Repeat every record below exactly, leaving out the pictures.

-- THE INPUT follows --

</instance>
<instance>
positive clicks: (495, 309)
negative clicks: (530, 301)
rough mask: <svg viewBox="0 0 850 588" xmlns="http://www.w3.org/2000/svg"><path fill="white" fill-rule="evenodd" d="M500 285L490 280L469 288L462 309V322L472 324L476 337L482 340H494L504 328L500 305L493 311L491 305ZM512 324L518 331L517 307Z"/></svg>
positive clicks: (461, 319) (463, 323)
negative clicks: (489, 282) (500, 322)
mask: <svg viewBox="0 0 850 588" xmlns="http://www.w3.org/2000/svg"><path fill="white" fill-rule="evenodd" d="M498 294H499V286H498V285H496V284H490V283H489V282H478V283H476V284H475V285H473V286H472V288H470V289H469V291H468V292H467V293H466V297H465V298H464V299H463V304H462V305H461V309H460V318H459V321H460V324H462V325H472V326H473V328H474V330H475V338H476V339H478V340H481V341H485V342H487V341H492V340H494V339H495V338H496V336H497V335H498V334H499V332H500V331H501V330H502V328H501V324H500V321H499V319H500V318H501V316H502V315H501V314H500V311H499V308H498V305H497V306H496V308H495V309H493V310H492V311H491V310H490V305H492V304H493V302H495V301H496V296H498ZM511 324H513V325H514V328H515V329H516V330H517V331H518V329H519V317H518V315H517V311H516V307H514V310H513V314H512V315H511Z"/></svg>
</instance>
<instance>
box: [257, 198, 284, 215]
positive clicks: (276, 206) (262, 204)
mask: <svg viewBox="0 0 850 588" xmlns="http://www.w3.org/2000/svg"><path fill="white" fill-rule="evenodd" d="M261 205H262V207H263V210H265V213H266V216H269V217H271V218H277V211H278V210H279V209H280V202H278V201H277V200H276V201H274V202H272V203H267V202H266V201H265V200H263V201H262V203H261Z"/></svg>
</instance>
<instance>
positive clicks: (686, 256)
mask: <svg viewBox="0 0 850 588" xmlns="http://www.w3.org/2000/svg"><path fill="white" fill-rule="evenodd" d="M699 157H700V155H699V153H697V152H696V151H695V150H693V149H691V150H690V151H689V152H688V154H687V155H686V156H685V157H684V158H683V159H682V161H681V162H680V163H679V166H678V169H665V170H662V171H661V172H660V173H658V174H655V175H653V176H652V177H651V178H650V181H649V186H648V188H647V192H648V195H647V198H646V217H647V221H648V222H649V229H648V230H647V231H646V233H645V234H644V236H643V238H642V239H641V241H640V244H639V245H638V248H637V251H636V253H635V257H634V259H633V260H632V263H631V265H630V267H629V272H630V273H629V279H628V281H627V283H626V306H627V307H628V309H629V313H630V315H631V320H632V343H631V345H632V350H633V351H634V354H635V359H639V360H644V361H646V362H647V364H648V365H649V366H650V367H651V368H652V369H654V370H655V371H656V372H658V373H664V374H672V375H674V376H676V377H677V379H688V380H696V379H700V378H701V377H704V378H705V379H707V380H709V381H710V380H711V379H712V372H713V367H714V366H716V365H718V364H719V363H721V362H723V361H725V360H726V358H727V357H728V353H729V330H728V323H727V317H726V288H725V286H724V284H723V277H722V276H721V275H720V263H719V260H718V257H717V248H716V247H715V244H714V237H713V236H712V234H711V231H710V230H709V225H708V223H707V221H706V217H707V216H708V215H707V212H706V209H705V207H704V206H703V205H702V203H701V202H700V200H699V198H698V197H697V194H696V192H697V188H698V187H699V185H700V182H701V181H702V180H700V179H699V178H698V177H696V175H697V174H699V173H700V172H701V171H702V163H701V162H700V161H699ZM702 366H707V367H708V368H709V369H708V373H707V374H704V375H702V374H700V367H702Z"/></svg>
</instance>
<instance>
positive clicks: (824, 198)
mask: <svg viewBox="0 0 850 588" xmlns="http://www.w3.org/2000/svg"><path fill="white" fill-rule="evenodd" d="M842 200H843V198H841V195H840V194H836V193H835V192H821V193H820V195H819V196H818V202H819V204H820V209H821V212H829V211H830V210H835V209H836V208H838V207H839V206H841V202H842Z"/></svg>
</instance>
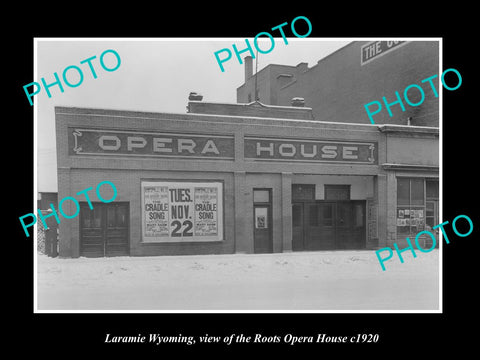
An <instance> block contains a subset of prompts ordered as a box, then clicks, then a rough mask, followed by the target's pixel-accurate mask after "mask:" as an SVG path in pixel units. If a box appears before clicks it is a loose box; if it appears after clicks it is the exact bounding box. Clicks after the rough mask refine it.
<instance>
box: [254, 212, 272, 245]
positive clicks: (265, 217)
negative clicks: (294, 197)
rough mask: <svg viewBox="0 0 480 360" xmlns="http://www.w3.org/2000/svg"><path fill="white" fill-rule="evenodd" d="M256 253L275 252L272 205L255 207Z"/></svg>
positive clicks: (255, 237) (254, 236)
mask: <svg viewBox="0 0 480 360" xmlns="http://www.w3.org/2000/svg"><path fill="white" fill-rule="evenodd" d="M253 213H254V234H253V238H254V247H255V249H254V251H255V253H271V252H273V241H272V221H271V206H270V205H254V207H253Z"/></svg>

-- THE INPUT concluded --

▶ RESPONSE FOR THIS EXERCISE:
</instance>
<instance>
positive clicks: (495, 309)
negative clicks: (530, 301)
rough mask: <svg viewBox="0 0 850 588" xmlns="http://www.w3.org/2000/svg"><path fill="white" fill-rule="evenodd" d="M500 285L490 280L469 288L462 309V322L472 324L476 337L482 340H494L504 328L500 305L493 311L491 305ZM512 324L518 331L517 307Z"/></svg>
positive clicks: (461, 319) (463, 323)
negative clicks: (489, 282) (500, 322)
mask: <svg viewBox="0 0 850 588" xmlns="http://www.w3.org/2000/svg"><path fill="white" fill-rule="evenodd" d="M498 294H499V286H498V285H496V284H490V283H489V282H478V283H476V284H475V285H473V286H472V288H470V289H469V291H468V292H467V293H466V297H465V298H464V299H463V304H462V305H461V309H460V318H459V321H460V324H462V325H472V326H473V328H474V330H475V338H476V339H478V340H481V341H485V342H487V341H492V340H494V339H495V338H496V336H497V335H498V334H499V332H500V331H501V330H502V328H501V324H500V321H499V319H500V318H501V316H502V315H501V314H500V311H499V308H498V305H497V306H496V308H495V309H493V310H492V311H491V310H490V305H492V304H493V302H495V301H496V296H498ZM511 324H513V325H514V328H515V329H516V330H517V331H518V329H519V317H518V315H517V311H516V307H514V310H513V314H512V315H511Z"/></svg>
</instance>
<instance>
box: [257, 198, 284, 215]
positive clicks: (276, 206) (262, 204)
mask: <svg viewBox="0 0 850 588" xmlns="http://www.w3.org/2000/svg"><path fill="white" fill-rule="evenodd" d="M261 205H262V207H263V210H265V213H266V216H269V217H271V218H277V211H278V210H279V209H280V202H278V201H277V200H276V201H274V202H272V203H267V202H266V201H265V200H263V201H262V203H261Z"/></svg>
</instance>
<instance>
positive clicks: (686, 256)
mask: <svg viewBox="0 0 850 588" xmlns="http://www.w3.org/2000/svg"><path fill="white" fill-rule="evenodd" d="M699 157H700V155H699V153H697V152H696V151H695V150H693V149H691V150H690V151H689V152H688V154H687V155H686V156H685V157H684V158H683V159H682V161H681V162H680V163H679V166H678V169H665V170H662V171H661V172H660V173H658V174H655V175H653V176H652V177H651V178H650V181H649V186H648V188H647V192H648V195H647V198H646V217H647V221H648V222H649V229H648V230H647V231H646V233H645V234H644V236H643V238H642V239H641V241H640V244H639V245H638V248H637V251H636V253H635V257H634V259H633V260H632V263H631V265H630V267H629V272H630V273H629V279H628V281H627V283H626V306H627V307H628V309H629V313H630V315H631V320H632V343H631V345H632V350H633V351H634V354H635V359H639V360H644V361H646V362H647V364H648V365H649V366H650V367H651V368H652V369H654V370H655V371H656V372H658V373H664V374H672V375H674V376H676V377H677V379H688V380H696V379H700V378H701V377H704V378H705V379H707V380H709V381H710V380H711V379H712V372H713V367H714V366H716V365H718V364H719V363H721V362H723V361H725V360H726V358H727V357H728V353H729V330H728V323H727V317H726V288H725V286H724V284H723V277H722V276H721V275H720V263H719V260H718V257H717V248H716V247H715V244H714V237H713V236H712V234H711V231H710V230H709V225H708V223H707V221H706V217H707V216H708V215H707V212H706V209H705V207H704V206H703V205H702V203H701V202H700V200H699V198H698V197H697V194H696V192H697V188H698V187H699V185H700V182H701V181H702V180H700V179H699V178H698V177H696V175H697V174H699V173H700V172H701V171H702V163H701V162H700V161H699ZM702 366H707V367H708V368H709V369H708V373H707V374H704V375H702V374H700V367H702Z"/></svg>
</instance>
<instance>
positive clicks: (824, 198)
mask: <svg viewBox="0 0 850 588" xmlns="http://www.w3.org/2000/svg"><path fill="white" fill-rule="evenodd" d="M842 200H843V198H841V195H840V194H836V193H835V192H821V193H820V195H819V196H818V202H819V204H820V209H821V212H829V211H830V210H835V209H836V208H838V207H839V206H841V202H842Z"/></svg>
</instance>
An <instance> block contains a subset of prompts ordered as a box, then clicks, then a rough mask, followed by the target's pixel-accurate mask after "mask:" as an SVG path in pixel units. If a box appears before clicks it is a loose box; if it appears after clicks it is the exact bounding box. Clicks after the rough mask refine it.
<instance>
box: [254, 212, 272, 245]
positive clicks: (265, 217)
negative clicks: (294, 197)
rough mask: <svg viewBox="0 0 480 360" xmlns="http://www.w3.org/2000/svg"><path fill="white" fill-rule="evenodd" d="M256 253L275 252L272 205L255 207Z"/></svg>
positive clicks: (255, 237) (254, 236)
mask: <svg viewBox="0 0 480 360" xmlns="http://www.w3.org/2000/svg"><path fill="white" fill-rule="evenodd" d="M253 213H254V234H253V238H254V247H255V249H254V251H255V253H271V252H273V241H272V221H271V206H270V205H254V207H253Z"/></svg>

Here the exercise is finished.